** BEGIN Document segment **

In addition to sources, you should plan to include a collection of “Suggested Readings” at the end of your page. These may include not just guides to the kind of source or research process you’re discussing, but also exemplary texts that illustrate the excellent use of particular sources or research techniques.

Include a list of “Suggested Websites” at the end as well, but be careful to list only those sites that you have high confidence are stable and well maintained, likely to survive into the indefinite future.

If there are obvious illustrations that you think we should include on the page, please forward these, but be mindful of the programming and copyright issues these may involve. If suggesting photographs or illustrations other than ones you yourself have taken, try to derive them federal government sources OR texts published before 1920. Please provide full citations (including source repository) and/or URLs for any illustrations you submit.

Do not commit plagiarism. Do not even come close to committing plagiarism.

In all sentences involving simple lists, there should always be a comma before the closing “and.”  If the list elements are complicated, the elements should be set off with semicolons rather than commas. And in many cases, the most effective way to handle lists will be to format them with bullets on separate lines.

** END Document segment **
** BEGIN Data segment **

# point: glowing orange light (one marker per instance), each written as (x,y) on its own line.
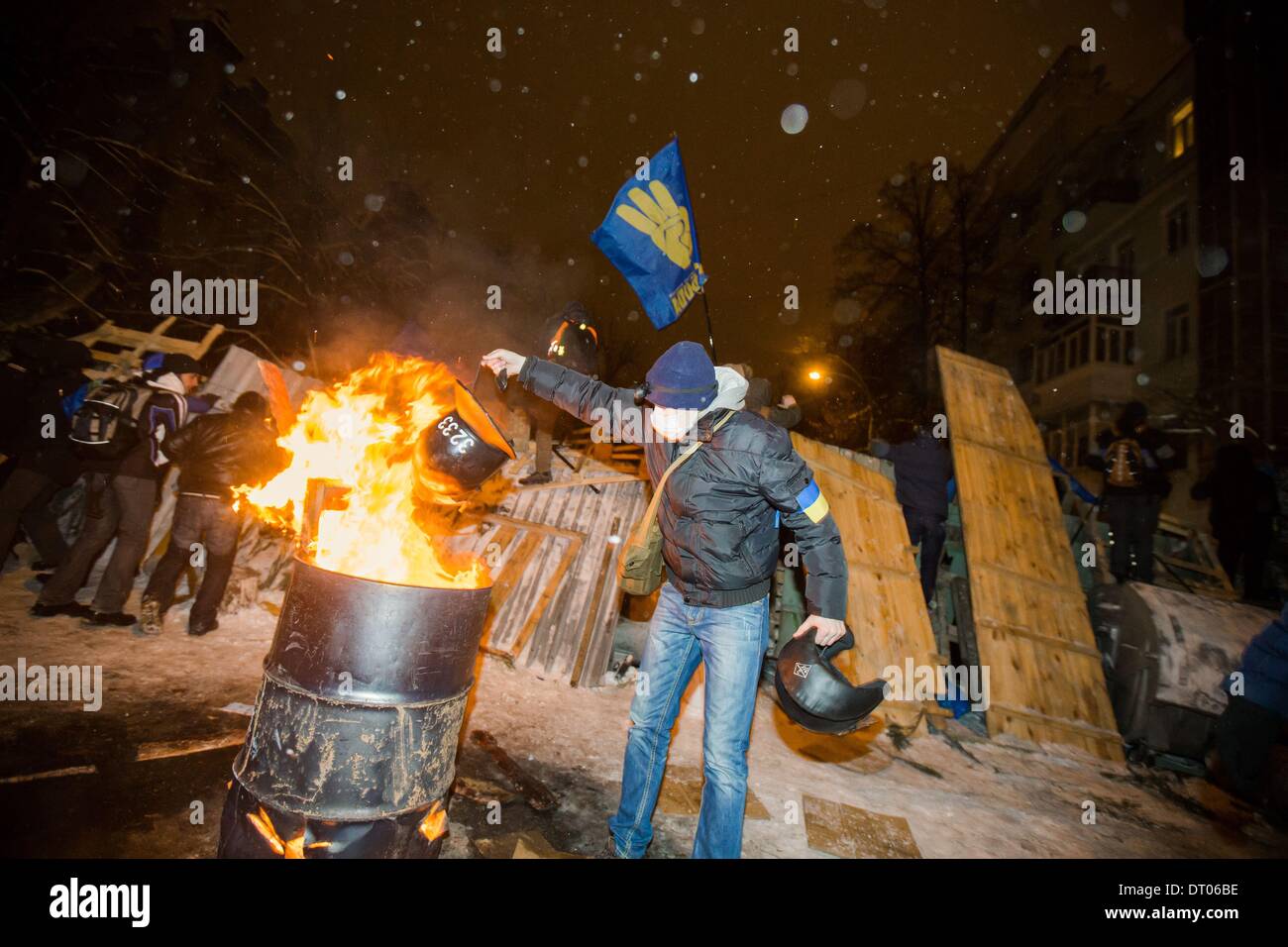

** END Data segment **

▸ **Set exercise**:
Supply the next part of the contributor guidelines, picking up right after their final sentence. The data has no connection to the contributor guidelines.

▸ **Final result**:
Periods at the ends of sentences should be followed by a single space, not two. If you're an old-fashioned typist who is used to putting two spaces after your periods, please strip them out just before submitting your file by doing a global search and replace to convert ". " to ". "

Web and Internet should always be capitalized.

Adjectival phrases should always be hyphenated: thus, “the nineteenth century” is not capitalized when used as a noun phrase, but is capitalized when used adjectivally as in “nineteenth-century transportation systems.”

"However" should generally not be used at the start of sentence. It almost always worked better when embedded deeper in a sentence, usually at a natural clause break. Thus, it is better to say "It is not a good idea, however, to start sentences with however" than to say "However, it is not a good idea to start sentences with however."

Spell out numerals one through nine and use numbers 10 and above.

Avoid gender-biased language. Use plural forms for nouns and pronouns or leave out pronouns. Don’t default to an assume “he” reader, but try also to avoid the awkward “he or she” formula. Plurals can usually solve this problem.

Dashes should be presented as a single hyphen surrounded by spaces - as in this example - to make reformatting easier.

Avoid including URLs to websites that may not be stable. Ask yourself whether the site you're linking is likely still to be present at the address you're providing in 2-3 years. If you have doubts, avoid including the link, since we're not going to be in a position to provide regular maintenance for these links. In general, site to the home pages of individual sites, not to pages deep in the site's architecture.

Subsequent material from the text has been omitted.